* [Work instruction]
Pictures aside, copy exactly each line from the one that holds "TARGET = man in blue shirt" through the last line of the records below.
Material for the task Start Marker
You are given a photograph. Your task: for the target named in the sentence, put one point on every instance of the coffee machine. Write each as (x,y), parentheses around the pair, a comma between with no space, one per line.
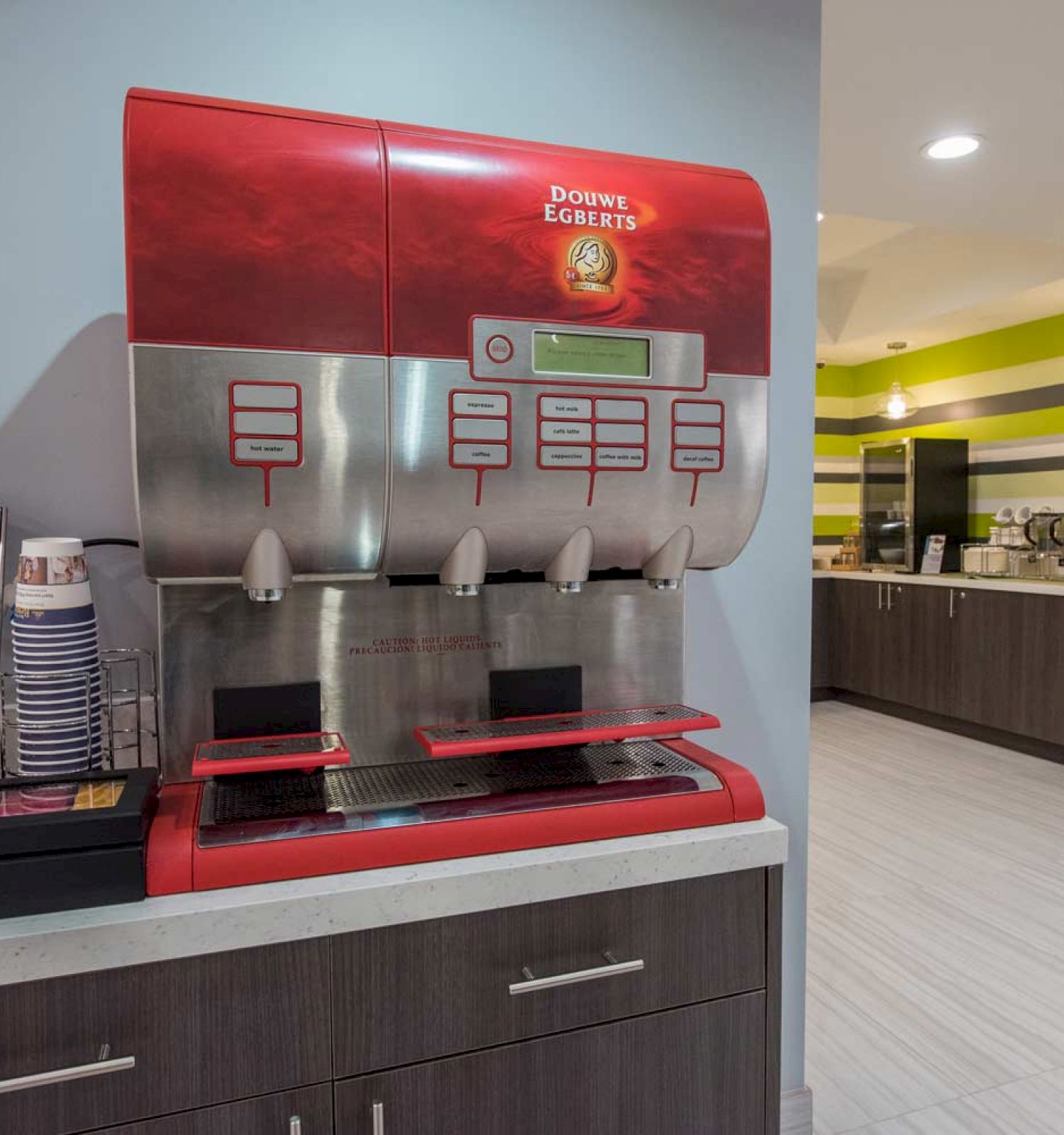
(429,428)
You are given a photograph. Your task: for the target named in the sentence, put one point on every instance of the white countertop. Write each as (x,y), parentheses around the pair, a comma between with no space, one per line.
(950,579)
(209,922)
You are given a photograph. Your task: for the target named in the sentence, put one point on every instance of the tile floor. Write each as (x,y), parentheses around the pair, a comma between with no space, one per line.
(936,932)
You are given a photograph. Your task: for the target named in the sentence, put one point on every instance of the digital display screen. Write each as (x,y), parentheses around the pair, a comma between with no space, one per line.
(614,355)
(33,799)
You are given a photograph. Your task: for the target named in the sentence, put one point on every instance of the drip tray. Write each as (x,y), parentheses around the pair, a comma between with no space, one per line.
(289,805)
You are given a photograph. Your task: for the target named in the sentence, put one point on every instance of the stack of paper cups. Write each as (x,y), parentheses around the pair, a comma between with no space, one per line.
(57,660)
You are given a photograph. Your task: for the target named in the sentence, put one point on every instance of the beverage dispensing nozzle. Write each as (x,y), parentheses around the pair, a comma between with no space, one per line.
(267,570)
(665,570)
(568,570)
(467,565)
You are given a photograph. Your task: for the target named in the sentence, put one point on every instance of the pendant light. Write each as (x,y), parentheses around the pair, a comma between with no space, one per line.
(897,403)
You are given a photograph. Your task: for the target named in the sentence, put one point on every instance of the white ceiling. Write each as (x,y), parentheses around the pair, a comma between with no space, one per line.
(931,251)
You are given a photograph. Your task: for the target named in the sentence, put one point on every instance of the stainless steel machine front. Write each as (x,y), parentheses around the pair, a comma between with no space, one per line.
(389,658)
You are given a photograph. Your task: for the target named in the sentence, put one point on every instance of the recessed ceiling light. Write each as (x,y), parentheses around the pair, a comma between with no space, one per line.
(953,145)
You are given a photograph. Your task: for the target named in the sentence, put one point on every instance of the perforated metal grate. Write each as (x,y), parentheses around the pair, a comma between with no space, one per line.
(279,796)
(572,724)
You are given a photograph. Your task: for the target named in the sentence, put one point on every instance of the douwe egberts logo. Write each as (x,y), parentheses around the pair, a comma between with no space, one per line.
(591,265)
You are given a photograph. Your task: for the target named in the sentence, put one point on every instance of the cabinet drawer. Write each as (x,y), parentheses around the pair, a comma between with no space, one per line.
(430,989)
(311,1108)
(698,1070)
(201,1031)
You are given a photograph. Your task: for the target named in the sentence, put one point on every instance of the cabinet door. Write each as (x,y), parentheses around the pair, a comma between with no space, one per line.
(698,1070)
(922,668)
(306,1112)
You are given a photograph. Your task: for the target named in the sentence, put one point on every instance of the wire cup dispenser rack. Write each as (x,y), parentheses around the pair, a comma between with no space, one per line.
(128,711)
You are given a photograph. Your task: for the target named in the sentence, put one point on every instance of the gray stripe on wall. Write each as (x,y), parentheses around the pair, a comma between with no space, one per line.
(1018,465)
(978,469)
(992,406)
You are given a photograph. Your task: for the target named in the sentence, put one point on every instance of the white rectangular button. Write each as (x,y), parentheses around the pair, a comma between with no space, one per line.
(472,454)
(486,406)
(697,435)
(709,412)
(266,450)
(565,431)
(697,459)
(621,410)
(573,457)
(619,458)
(621,434)
(565,408)
(265,397)
(261,421)
(484,429)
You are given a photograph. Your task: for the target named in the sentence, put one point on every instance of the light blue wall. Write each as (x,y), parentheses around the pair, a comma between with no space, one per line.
(726,82)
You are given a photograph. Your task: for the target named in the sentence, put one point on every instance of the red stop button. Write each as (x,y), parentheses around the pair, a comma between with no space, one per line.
(499,349)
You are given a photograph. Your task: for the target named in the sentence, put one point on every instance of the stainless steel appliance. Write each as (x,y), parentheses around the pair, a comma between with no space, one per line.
(910,489)
(369,360)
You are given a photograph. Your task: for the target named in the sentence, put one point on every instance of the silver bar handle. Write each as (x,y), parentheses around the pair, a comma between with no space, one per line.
(62,1075)
(614,968)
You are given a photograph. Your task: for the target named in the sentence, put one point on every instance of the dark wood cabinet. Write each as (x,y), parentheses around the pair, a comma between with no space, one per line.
(975,656)
(821,670)
(201,1031)
(426,990)
(687,1072)
(421,1019)
(306,1112)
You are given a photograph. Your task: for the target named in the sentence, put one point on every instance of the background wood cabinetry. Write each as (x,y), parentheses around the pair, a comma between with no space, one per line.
(973,656)
(689,1072)
(426,990)
(421,1019)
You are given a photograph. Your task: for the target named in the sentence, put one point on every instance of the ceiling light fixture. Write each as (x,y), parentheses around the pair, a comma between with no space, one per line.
(953,145)
(897,403)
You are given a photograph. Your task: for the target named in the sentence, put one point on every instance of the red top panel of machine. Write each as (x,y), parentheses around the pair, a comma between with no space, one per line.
(262,227)
(252,226)
(482,226)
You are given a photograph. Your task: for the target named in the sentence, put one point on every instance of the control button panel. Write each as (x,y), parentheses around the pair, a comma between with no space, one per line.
(480,433)
(698,433)
(480,406)
(592,434)
(255,421)
(266,427)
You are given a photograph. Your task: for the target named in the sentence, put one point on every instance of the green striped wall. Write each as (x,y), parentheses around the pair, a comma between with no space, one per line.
(1003,391)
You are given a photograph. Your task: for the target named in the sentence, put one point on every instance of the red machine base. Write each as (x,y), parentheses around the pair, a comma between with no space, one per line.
(176,863)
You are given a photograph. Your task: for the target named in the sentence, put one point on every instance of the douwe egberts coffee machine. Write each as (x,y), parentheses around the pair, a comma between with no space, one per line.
(428,429)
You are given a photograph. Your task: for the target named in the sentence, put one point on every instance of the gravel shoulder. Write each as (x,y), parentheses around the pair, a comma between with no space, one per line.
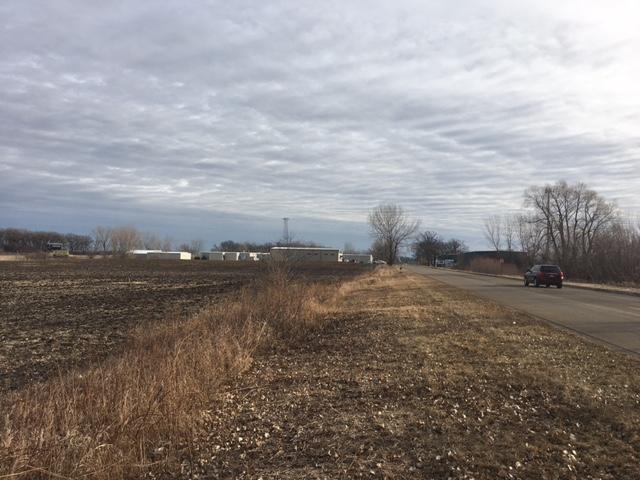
(416,379)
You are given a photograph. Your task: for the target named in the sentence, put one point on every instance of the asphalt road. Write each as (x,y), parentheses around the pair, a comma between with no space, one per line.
(608,318)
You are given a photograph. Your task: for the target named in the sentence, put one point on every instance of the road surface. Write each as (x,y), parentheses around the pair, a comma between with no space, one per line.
(609,318)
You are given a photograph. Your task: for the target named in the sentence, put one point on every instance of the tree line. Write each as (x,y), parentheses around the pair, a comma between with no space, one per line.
(392,229)
(575,227)
(22,240)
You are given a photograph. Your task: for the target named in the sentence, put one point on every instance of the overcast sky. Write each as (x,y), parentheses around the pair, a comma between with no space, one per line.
(213,120)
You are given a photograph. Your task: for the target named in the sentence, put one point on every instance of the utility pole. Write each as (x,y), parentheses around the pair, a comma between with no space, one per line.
(285,231)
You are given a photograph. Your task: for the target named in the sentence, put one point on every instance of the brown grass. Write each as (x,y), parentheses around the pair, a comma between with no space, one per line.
(135,411)
(416,379)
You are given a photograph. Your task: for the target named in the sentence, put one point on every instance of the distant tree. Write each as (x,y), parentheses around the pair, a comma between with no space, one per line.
(102,238)
(167,244)
(125,239)
(194,247)
(427,246)
(571,218)
(390,227)
(493,231)
(151,241)
(454,246)
(377,249)
(78,243)
(510,231)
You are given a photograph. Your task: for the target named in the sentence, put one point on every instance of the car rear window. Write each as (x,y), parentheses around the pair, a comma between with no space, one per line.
(550,268)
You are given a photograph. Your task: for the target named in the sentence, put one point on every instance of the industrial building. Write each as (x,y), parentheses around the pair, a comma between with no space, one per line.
(169,255)
(214,256)
(142,253)
(357,258)
(305,254)
(231,256)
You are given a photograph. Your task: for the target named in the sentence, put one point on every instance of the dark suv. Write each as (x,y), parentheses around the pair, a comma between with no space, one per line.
(544,275)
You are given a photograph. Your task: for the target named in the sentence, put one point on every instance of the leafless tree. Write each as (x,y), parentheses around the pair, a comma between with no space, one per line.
(510,231)
(493,231)
(151,241)
(167,244)
(427,247)
(390,227)
(102,238)
(571,218)
(125,239)
(196,246)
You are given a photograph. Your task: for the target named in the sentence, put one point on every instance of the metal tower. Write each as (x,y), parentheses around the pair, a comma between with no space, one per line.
(285,230)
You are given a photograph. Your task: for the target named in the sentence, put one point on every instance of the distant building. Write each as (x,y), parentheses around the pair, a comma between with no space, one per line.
(357,258)
(214,256)
(231,256)
(142,253)
(169,255)
(305,254)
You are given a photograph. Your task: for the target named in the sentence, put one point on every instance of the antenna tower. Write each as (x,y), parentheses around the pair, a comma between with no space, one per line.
(285,230)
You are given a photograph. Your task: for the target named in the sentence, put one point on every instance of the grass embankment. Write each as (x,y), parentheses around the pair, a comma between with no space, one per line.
(410,379)
(137,410)
(415,379)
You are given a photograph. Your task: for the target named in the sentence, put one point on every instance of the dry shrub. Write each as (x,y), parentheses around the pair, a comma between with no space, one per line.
(135,411)
(493,266)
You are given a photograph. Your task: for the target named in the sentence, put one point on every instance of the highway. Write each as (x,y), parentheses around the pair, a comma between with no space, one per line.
(608,318)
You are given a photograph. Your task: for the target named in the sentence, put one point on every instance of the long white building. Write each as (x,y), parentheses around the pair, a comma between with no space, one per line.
(357,258)
(305,254)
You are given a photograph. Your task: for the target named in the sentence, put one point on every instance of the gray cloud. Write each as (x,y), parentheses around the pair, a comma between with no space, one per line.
(316,111)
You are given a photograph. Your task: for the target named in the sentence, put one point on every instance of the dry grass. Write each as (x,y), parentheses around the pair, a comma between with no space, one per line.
(135,411)
(415,379)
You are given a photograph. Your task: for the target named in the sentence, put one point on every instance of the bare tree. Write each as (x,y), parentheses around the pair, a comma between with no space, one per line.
(151,241)
(493,231)
(167,244)
(390,227)
(125,239)
(427,247)
(454,246)
(196,246)
(102,238)
(510,231)
(571,218)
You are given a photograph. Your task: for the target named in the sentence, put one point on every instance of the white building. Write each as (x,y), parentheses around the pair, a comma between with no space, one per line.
(357,258)
(214,256)
(169,255)
(305,254)
(142,253)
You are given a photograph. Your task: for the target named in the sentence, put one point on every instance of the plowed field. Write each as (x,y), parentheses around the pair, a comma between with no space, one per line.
(58,314)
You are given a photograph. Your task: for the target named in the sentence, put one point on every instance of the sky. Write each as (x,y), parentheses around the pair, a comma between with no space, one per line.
(213,120)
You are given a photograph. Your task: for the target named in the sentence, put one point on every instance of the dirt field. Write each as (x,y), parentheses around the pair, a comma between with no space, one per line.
(415,379)
(60,313)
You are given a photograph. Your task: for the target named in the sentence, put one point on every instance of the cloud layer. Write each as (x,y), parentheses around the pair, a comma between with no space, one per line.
(313,110)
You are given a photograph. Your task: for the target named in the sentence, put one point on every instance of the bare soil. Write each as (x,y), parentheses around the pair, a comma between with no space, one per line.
(59,314)
(416,379)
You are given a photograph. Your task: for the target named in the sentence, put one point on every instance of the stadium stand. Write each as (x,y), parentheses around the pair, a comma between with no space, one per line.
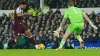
(12,4)
(78,3)
(43,25)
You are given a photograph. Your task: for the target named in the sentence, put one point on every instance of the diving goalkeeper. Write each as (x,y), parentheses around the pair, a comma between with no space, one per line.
(75,16)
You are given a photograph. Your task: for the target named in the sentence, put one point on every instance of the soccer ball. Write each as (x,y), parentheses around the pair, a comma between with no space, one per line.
(41,46)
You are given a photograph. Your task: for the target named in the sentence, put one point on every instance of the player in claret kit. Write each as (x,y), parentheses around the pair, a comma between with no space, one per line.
(75,16)
(18,26)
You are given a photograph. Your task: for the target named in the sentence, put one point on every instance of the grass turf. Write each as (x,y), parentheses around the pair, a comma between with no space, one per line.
(67,52)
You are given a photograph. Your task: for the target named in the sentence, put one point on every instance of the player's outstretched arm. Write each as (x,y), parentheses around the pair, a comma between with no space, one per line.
(89,21)
(19,14)
(60,28)
(12,16)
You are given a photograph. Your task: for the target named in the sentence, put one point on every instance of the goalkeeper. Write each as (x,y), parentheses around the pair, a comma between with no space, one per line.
(75,16)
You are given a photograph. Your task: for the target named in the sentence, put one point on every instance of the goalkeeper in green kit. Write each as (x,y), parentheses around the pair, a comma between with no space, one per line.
(75,16)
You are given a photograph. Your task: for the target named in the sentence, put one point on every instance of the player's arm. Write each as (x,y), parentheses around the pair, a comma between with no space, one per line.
(60,28)
(12,16)
(61,24)
(19,14)
(89,21)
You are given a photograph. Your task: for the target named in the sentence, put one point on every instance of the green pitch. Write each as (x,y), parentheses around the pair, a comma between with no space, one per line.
(67,52)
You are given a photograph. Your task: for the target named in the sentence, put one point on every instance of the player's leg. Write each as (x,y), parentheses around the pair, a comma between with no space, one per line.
(78,31)
(65,37)
(69,31)
(81,41)
(17,38)
(31,39)
(28,33)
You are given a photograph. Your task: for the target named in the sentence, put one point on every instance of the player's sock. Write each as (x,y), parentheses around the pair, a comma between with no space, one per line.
(79,38)
(31,40)
(81,41)
(62,43)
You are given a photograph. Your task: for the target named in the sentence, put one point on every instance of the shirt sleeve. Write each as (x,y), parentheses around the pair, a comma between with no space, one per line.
(18,10)
(66,14)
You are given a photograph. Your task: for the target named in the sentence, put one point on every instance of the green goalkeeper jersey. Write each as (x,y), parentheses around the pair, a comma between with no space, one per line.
(74,14)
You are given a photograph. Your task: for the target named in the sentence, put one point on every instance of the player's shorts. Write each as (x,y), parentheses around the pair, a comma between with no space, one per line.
(76,27)
(19,29)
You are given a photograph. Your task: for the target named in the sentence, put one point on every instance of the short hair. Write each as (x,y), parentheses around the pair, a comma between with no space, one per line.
(70,3)
(22,2)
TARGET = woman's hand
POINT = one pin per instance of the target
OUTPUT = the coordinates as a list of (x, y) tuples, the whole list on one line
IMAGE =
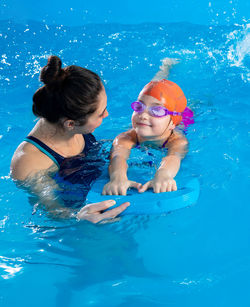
[(160, 183), (119, 187), (94, 212)]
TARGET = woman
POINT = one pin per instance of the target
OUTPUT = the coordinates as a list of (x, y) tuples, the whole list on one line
[(71, 105)]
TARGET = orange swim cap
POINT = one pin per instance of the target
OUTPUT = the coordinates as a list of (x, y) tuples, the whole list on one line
[(174, 97)]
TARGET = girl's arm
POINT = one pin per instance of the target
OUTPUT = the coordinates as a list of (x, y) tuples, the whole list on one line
[(170, 165), (118, 166)]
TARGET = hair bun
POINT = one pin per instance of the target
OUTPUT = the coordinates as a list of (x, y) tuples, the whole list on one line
[(52, 71)]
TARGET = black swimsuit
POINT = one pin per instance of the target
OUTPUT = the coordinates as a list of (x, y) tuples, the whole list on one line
[(75, 173)]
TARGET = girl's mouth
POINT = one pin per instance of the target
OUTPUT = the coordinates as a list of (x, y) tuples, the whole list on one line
[(143, 124)]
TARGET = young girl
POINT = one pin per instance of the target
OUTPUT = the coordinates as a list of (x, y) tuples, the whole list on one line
[(161, 106)]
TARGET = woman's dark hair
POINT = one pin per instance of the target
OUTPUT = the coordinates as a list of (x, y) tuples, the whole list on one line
[(69, 92)]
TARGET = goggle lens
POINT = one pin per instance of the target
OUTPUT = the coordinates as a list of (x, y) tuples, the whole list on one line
[(156, 111)]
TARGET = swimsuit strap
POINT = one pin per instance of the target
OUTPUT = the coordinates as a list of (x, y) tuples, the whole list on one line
[(54, 156), (89, 140)]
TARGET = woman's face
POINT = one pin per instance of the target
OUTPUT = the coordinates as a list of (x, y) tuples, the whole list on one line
[(96, 118), (146, 126)]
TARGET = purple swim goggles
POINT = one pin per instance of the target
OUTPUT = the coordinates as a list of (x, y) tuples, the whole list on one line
[(155, 111)]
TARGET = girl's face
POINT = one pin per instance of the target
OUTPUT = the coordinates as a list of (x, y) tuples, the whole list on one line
[(148, 127)]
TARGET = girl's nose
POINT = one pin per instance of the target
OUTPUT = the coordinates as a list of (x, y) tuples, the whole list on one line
[(143, 115)]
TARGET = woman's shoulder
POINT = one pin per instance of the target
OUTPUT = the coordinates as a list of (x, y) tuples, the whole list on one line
[(28, 160)]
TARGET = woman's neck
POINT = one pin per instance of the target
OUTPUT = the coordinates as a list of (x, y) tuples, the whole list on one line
[(52, 132)]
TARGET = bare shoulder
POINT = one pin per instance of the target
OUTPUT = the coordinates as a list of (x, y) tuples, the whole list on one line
[(126, 139), (27, 161)]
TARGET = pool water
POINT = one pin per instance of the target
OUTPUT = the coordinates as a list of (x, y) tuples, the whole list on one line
[(197, 256)]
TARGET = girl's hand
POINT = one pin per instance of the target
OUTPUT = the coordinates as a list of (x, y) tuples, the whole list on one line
[(119, 187), (161, 183), (94, 212)]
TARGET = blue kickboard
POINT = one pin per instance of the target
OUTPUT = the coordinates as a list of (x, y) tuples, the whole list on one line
[(148, 203)]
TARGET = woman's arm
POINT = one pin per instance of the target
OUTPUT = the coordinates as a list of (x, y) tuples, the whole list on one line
[(118, 166), (33, 175), (170, 165)]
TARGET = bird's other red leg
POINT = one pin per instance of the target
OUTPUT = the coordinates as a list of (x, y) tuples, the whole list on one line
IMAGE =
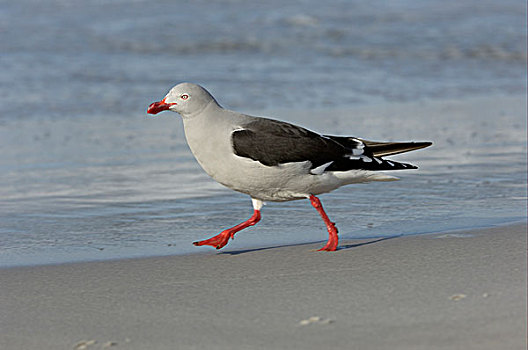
[(220, 240), (331, 245)]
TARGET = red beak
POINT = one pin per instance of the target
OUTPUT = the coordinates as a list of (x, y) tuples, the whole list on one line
[(159, 106)]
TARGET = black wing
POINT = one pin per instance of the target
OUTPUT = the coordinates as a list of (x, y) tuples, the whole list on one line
[(273, 142)]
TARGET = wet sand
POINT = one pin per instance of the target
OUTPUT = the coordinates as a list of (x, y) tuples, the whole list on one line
[(457, 290)]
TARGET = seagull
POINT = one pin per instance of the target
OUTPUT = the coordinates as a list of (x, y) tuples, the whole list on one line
[(271, 160)]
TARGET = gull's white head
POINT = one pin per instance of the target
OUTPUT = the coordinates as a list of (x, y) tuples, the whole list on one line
[(185, 98)]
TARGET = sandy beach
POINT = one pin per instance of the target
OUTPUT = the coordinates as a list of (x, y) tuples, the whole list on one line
[(456, 290)]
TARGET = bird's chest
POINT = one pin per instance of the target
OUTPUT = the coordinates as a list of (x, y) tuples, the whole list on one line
[(211, 146)]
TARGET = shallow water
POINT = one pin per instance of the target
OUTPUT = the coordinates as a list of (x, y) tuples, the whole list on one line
[(86, 175)]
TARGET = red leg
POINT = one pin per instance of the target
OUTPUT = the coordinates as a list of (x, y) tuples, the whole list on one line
[(331, 245), (222, 238)]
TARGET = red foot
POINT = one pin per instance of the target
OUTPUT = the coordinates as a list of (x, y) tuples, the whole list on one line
[(219, 241), (333, 240)]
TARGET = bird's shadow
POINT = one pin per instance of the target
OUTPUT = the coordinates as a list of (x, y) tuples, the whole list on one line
[(341, 247)]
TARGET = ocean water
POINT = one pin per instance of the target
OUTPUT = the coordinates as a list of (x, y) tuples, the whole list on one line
[(85, 174)]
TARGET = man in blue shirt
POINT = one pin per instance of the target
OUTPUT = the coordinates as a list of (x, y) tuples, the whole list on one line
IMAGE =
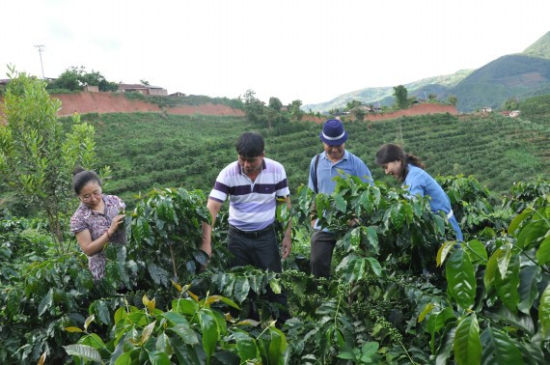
Material for the task End Marker
* [Exercise result]
TARGET = man in blue shirt
POINT = one pin per instance of the target
OUTPUT = the coordinates as a list of (x, y) tuples, the whole list on one line
IMAGE =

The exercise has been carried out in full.